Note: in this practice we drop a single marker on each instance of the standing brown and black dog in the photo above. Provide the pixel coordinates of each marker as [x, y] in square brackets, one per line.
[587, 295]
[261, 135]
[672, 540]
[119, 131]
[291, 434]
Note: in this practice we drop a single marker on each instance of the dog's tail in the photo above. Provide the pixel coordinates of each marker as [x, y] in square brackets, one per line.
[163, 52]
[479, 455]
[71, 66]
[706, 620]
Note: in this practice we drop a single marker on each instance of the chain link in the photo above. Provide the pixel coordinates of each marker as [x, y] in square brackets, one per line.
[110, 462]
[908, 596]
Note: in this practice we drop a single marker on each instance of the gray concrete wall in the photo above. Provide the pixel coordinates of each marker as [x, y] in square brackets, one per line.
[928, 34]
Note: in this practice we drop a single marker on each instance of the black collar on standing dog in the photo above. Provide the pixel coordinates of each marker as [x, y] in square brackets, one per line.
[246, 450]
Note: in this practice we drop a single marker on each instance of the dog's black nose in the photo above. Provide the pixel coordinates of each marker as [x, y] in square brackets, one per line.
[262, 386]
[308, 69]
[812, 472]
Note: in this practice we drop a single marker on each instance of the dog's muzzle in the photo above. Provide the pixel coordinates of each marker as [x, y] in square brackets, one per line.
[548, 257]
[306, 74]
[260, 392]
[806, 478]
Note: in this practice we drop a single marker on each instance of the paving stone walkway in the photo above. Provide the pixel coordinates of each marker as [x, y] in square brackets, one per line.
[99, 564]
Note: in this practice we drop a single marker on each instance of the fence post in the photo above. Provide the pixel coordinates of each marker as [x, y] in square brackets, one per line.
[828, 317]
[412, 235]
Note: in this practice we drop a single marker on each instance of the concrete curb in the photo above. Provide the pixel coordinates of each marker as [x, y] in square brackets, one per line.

+--

» WHAT NEEDS TO BE DONE: Give the data again, exactly as it stands.

» RESPONSE TO THE EXERCISE:
Note: in this practice we drop a single marker on each instance of the standing brown and black dog in the photo above. Provide the pixel coordinates of each marker as [x, y] in square brackets, one per line.
[587, 295]
[261, 135]
[672, 540]
[119, 131]
[291, 434]
Note: in this practice we drop a single marker on each instance of the dog's tail in the photo above. Provide the pixel coordinates of each marker as [x, y] in square brackets, one per line.
[163, 52]
[479, 455]
[71, 66]
[706, 620]
Note: in this practice we drop a single marker on each instance of the chain link in the photo above. Provide the pixel coordinates of each marker as [x, y] in square brackets, one per line.
[110, 462]
[908, 596]
Note: in this practice we drop a single marker on each instance of the gray concrete wall in the photo above. Provide the pixel coordinates of each marker as [x, y] in square brackets, one per line.
[928, 34]
Note: in this practice we drop a single marker on each instance of the black collar on standing dog in the photo above. Provide the pixel coordinates of each marker as [x, y] in square brackets, one per line.
[246, 450]
Note: in this practice we drop a single marker on each instance of the dog's black nose in the photo above. Provide the pixel coordinates of each marker as [x, y] in square brackets, one per line.
[262, 386]
[308, 69]
[812, 472]
Note: in this practice we drop a single marker on each instance of the dog's muzzle in the photo above. Provide the pixel coordinates of each marker as [x, y] in square brackets, one per line.
[548, 257]
[306, 74]
[260, 392]
[806, 478]
Note: in this practice we drop a single marker on each instance of the paving stone walkway in the photo above. Provide the pixel coordinates of each marker as [x, y] in square brackets, one per line.
[99, 564]
Note: in this practice we drop a single marker on each instance of the fence post in the photo above. Provide the pixel coordinates of each marker as [x, y] in square brackets, one per line.
[828, 317]
[412, 235]
Note: in this practice we drop a single marker on each instance of the concrete curb in the photo above. Provide the pixel coordinates of each marker as [x, y] in square brackets, one per line.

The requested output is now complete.